[Dataset items]
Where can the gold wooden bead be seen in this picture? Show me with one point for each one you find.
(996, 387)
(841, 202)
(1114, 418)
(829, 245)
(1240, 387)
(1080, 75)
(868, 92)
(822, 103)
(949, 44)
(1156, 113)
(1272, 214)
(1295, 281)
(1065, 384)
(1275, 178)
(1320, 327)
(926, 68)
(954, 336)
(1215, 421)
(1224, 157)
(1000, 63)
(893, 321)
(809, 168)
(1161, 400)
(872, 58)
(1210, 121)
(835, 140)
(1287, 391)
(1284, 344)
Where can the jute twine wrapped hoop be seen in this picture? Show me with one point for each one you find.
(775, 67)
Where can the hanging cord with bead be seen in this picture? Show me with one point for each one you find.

WHAT IS EXPECTED
Copy the material above in full, substituting "one you spot" for each occurrence of "one you find" and leaving every other character as it is.

SOLUTION FOR THIS TASK
Where can the gold wooden bead be seen in this picture? Show me with one point for each one you spot.
(996, 387)
(841, 202)
(1114, 418)
(829, 245)
(1240, 387)
(1080, 75)
(868, 92)
(822, 103)
(949, 44)
(1156, 113)
(1272, 214)
(1295, 281)
(1065, 384)
(1275, 178)
(1320, 327)
(926, 68)
(954, 336)
(1215, 421)
(1224, 157)
(1000, 63)
(893, 321)
(809, 168)
(1161, 400)
(872, 58)
(1210, 121)
(835, 140)
(1287, 391)
(1284, 344)
Where can the jute twine wrapped hoop be seen in this picture? Show me with one point for each one you spot.
(775, 67)
Where can the hanging cord with bead be seen in this picture? Show me with one point for each one you spot.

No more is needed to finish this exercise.